» **Task description**: Copy every row below word for word, leaving out the pictures.

BEGIN Task material

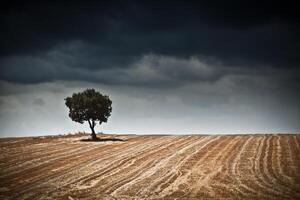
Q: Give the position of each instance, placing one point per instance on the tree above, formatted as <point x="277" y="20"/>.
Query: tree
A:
<point x="90" y="106"/>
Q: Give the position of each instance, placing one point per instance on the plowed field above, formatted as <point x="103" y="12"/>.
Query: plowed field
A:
<point x="151" y="167"/>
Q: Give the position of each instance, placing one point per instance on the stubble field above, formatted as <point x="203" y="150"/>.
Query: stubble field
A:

END Task material

» **Solved problem**:
Q: Give the position of each instance, placing one point per instance on the tree above, formatted as <point x="277" y="20"/>.
Query: tree
A:
<point x="90" y="106"/>
Q: Give the position of each instance, placing one point per instance on the plowed field above, formatted as <point x="103" y="12"/>.
Query: plowed field
A:
<point x="151" y="167"/>
Q: Give the position of each instance, placing one point per instance on the stubble field above, formatted as <point x="203" y="150"/>.
Query: stubble field
A:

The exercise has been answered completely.